Dataset rows
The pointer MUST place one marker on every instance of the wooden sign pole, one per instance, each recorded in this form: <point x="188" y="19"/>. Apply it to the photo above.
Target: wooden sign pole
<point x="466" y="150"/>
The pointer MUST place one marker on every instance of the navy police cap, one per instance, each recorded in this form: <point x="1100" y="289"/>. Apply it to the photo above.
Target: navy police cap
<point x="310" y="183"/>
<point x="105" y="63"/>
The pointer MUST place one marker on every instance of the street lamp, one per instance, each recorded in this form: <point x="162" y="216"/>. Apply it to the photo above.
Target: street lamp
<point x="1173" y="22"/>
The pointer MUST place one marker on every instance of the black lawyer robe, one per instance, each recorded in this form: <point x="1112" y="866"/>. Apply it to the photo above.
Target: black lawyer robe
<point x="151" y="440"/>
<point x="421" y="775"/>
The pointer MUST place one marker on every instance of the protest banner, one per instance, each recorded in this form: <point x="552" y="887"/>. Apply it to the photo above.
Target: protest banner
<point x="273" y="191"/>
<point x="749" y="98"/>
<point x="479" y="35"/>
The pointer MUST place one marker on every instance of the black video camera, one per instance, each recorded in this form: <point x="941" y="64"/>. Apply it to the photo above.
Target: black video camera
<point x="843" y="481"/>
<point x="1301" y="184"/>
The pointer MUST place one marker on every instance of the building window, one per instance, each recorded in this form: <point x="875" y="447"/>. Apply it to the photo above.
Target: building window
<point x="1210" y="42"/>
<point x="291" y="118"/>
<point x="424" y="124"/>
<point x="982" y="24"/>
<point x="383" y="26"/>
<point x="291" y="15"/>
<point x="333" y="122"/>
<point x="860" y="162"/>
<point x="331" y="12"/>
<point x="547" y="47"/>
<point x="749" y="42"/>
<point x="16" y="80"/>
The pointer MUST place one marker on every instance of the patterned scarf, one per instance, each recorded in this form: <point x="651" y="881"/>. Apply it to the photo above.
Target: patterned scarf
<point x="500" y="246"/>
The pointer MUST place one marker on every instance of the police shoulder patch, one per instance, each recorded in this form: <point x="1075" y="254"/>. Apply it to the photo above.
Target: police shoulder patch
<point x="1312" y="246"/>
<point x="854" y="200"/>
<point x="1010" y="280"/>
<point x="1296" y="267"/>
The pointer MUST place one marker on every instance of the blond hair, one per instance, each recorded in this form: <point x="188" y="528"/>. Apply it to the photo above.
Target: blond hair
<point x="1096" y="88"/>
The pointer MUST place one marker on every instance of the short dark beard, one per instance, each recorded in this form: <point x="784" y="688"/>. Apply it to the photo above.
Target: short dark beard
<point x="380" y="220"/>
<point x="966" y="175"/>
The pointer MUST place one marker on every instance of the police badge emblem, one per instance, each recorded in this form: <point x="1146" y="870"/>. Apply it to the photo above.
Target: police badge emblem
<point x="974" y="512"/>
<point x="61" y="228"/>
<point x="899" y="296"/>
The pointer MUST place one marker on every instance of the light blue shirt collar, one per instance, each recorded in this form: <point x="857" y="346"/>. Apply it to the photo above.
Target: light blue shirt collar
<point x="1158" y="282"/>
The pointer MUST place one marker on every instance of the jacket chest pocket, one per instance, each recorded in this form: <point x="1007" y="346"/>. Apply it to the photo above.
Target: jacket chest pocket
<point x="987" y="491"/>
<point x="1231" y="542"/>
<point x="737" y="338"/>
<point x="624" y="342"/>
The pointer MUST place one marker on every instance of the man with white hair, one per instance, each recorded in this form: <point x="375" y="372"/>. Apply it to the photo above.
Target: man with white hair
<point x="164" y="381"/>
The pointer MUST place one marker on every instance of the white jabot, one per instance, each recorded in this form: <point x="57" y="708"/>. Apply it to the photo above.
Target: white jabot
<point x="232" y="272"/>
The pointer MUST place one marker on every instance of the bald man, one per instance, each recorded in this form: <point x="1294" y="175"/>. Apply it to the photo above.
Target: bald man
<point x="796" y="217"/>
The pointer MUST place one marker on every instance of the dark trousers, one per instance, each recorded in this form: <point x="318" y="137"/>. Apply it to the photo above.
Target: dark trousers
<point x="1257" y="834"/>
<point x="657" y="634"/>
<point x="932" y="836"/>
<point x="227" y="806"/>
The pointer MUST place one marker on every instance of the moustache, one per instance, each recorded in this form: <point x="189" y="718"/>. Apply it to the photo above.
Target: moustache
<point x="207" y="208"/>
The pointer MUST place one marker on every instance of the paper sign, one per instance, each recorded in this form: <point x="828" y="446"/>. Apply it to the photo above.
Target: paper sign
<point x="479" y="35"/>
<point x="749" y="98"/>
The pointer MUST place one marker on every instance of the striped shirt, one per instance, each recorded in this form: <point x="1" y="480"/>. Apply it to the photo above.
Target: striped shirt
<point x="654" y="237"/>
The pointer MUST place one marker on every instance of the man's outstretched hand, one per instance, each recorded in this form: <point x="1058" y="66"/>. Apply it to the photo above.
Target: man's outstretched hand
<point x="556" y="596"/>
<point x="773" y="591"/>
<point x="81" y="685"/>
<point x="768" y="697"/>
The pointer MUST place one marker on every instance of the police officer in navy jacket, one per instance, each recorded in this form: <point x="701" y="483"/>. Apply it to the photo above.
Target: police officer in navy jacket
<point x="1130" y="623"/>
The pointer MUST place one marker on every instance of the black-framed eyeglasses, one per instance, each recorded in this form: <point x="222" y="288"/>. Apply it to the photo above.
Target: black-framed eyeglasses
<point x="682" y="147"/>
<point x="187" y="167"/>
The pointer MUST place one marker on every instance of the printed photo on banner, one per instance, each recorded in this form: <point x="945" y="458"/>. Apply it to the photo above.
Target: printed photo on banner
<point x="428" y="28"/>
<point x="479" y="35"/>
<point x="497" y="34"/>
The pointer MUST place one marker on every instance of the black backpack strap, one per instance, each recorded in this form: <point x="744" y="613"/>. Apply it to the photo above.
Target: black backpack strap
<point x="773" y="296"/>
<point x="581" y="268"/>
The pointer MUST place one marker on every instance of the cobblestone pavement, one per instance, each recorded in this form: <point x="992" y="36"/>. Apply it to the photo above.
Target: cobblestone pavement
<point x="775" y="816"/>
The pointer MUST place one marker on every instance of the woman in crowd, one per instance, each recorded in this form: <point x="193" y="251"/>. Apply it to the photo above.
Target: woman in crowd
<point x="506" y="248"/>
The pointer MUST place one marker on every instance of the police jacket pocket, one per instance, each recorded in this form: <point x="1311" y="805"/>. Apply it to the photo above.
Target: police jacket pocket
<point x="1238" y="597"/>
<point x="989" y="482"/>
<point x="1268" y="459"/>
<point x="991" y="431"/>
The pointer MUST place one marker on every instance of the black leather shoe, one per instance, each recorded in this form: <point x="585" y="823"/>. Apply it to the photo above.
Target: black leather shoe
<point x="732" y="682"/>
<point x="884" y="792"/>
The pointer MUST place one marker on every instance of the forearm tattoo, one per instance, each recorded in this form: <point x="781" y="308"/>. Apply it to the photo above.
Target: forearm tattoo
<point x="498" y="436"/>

PROBLEM TO WORK ON
Exactly reproduce all of the entries above.

COMPLETE OUTPUT
The pointer MUST place one marker on every instance of the wooden sign pole, one per instance, each recorded in this form: <point x="188" y="19"/>. Apply it to the photo above.
Target: wooden sign pole
<point x="466" y="150"/>
The pointer MUST place one marker on every instance of the navy police cap, one per instance, each recorded in this form: <point x="1100" y="289"/>. Apply it to the photo above.
Target: navy police cap
<point x="310" y="183"/>
<point x="105" y="63"/>
The pointer MUST place one marker on every instance of the street lamp, one per instance, each recorded in this form: <point x="162" y="216"/>. Apply it to the photo above.
Target: street lamp
<point x="1173" y="22"/>
The pointer MUST place one marker on every instance of the black lawyer robe, one per instance, each recorded in this form: <point x="1112" y="866"/>. Apply it to the photo above.
Target: black lawyer robe
<point x="151" y="440"/>
<point x="421" y="775"/>
The pointer MUST place one marker on every instance of the protest banner, one per instance, each recorded in this form: <point x="552" y="887"/>. Apply it to the photo above.
Target: protest banner
<point x="273" y="191"/>
<point x="749" y="98"/>
<point x="479" y="35"/>
The pointer MUST place one marker on every instance of the black video camera, one per instance, each recorded in this form: <point x="941" y="64"/>. Apply it to the photo above.
Target: black video camera
<point x="843" y="481"/>
<point x="1301" y="184"/>
The pointer MUST place one marker on every instance of the building window, one per instance, each recorded in this form: <point x="875" y="447"/>. Apply it to the photo above.
Target: building window
<point x="1210" y="42"/>
<point x="291" y="118"/>
<point x="424" y="124"/>
<point x="982" y="24"/>
<point x="383" y="26"/>
<point x="291" y="15"/>
<point x="333" y="122"/>
<point x="860" y="162"/>
<point x="331" y="12"/>
<point x="547" y="47"/>
<point x="749" y="42"/>
<point x="16" y="80"/>
The pointer MUST place one marker on every instance of the patterned scarf, one per instance, each recorded in this form: <point x="651" y="881"/>. Apply it to the photo above.
Target: patterned scarf
<point x="500" y="246"/>
The pointer MUST place one marker on every instance of the police shoulder patch, one per instance, each recorded in this form: <point x="1075" y="254"/>. Apply it to the photo above.
Target: police shoulder patch
<point x="1312" y="246"/>
<point x="854" y="200"/>
<point x="1010" y="280"/>
<point x="1296" y="267"/>
The pointer MUST place one marker on every instance of the blond hair, one per instance, each recorded in this form: <point x="188" y="528"/>. Apply it to the photo above.
Target: blond hair
<point x="1096" y="88"/>
The pointer MUST place one marker on every instance of the short dark beard, one per instance, each recorded in this form: <point x="784" y="688"/>. Apply it to the photo above.
Target: short dark beard
<point x="380" y="220"/>
<point x="966" y="175"/>
The pointer MUST place one marker on every instance of the police badge emblem, one per instance, each recorded in this form: <point x="1146" y="870"/>. Apply it to the photo above.
Target: police badge emblem
<point x="974" y="512"/>
<point x="61" y="228"/>
<point x="899" y="296"/>
The pointer MUST place one marker on every instance of the light blue shirt collar, one per instance, each recorded in this form: <point x="857" y="346"/>. Apply it to the photo above.
Target: light blue shirt collar
<point x="1158" y="282"/>
The pointer MUST place one marker on every instance of the jacket chest pocket, one per instance, each recorded in this form: <point x="1007" y="346"/>. Apply it to the photo above.
Target: jacket chest pocket
<point x="987" y="491"/>
<point x="1231" y="542"/>
<point x="737" y="338"/>
<point x="624" y="342"/>
The pointer MUST place one marker on every instance of the man with white hair, one per instance, each recorded in this form: <point x="375" y="372"/>. Apply it to the photo above.
Target: man with white hair
<point x="164" y="381"/>
The pointer MUST place one marker on every instance of the white jabot, one per instance, each recorded in this form: <point x="57" y="708"/>. Apply it to the photo above.
Target: white jabot
<point x="232" y="272"/>
The pointer MUST place one marker on every instance of the bald man, one per instance, each recorded in this form: <point x="1294" y="175"/>. Apply it to the photo above.
Target: bald man
<point x="796" y="217"/>
The pointer MUST place one marker on every instance of the dark trousers, one per instance, each recorded in this form: <point x="318" y="137"/>. Apply it to the photo above.
Target: dark trousers
<point x="1257" y="834"/>
<point x="657" y="634"/>
<point x="932" y="836"/>
<point x="227" y="806"/>
The pointer MUST place one marker on every instance of the moustache, one per instance, each recorded in this form: <point x="189" y="718"/>. Apply it to the photo above.
Target: moustache
<point x="207" y="208"/>
The pointer MUST place one marker on every instance of the paper sign, one per instance, each recorded in this form: <point x="828" y="446"/>. Apply it to the photo above.
Target: paper sign
<point x="479" y="35"/>
<point x="749" y="98"/>
The pointer MUST place one marker on every instance of the striped shirt, one per instance, each recorded in this form: <point x="1" y="480"/>. Apply it to the photo above.
Target: striped shirt
<point x="654" y="237"/>
The pointer MUST place one marker on every instance of the man's outstretched hand, one per instance, each recorded in this form: <point x="1058" y="66"/>. Apply it to the photo above.
Target: man's outstretched hand
<point x="556" y="596"/>
<point x="773" y="591"/>
<point x="81" y="685"/>
<point x="768" y="697"/>
The pointer MUST place one marker on every instance of the police officer in navy jacket, one per instance, each recorded in this form: <point x="701" y="483"/>. Apply it to the photo above.
Target: police officer in navy jacket
<point x="1130" y="623"/>
The pointer MUST place one marker on every instance of the black-framed eyeglasses, one per instance, each recorded in this form: <point x="222" y="288"/>. Apply it to the photo above.
Target: black-framed eyeglasses
<point x="682" y="147"/>
<point x="187" y="167"/>
The pointer MUST place one marker on every instance of the printed photo on banner, one per instance, each recorded in this form: <point x="945" y="458"/>. Apply it to the photo above.
Target: printed photo on banner
<point x="428" y="28"/>
<point x="479" y="35"/>
<point x="497" y="34"/>
The pointer MUST place one marker on every instance of the black backpack strap, one per instance, each recorded in this form: <point x="744" y="613"/>. Apply it to the photo above.
Target: black backpack strap
<point x="773" y="296"/>
<point x="581" y="268"/>
The pointer MUST place one marker on every instance of the cobblestone pavement, one per instance, each recorded in this form: <point x="992" y="36"/>. Apply it to the photo above.
Target: cobblestone pavement
<point x="775" y="816"/>
The pointer MUST place one marker on every instance of the woman in crowd, one per instance, each recorded in this form: <point x="193" y="251"/>. Apply it to the photo above.
Target: woman in crowd
<point x="506" y="248"/>
The pointer MUST place one marker on every instance of the police jacket pocket, one per instance, each recorded in this form: <point x="1311" y="805"/>. Apply it to the photo above.
Target: police jacket pocket
<point x="1238" y="597"/>
<point x="989" y="482"/>
<point x="1268" y="459"/>
<point x="991" y="431"/>
The pointer MUST place one marker on every instance of the black leather shoe, one per instance, each recorded in this form: <point x="585" y="823"/>. Apply it to the photo above.
Target: black leather shoe
<point x="732" y="682"/>
<point x="884" y="792"/>
The pointer MUST place one marker on every instance of the forearm tattoo, one per instance, each recorded in this form: <point x="781" y="308"/>. Apply it to the photo above.
Target: forearm tattoo
<point x="498" y="436"/>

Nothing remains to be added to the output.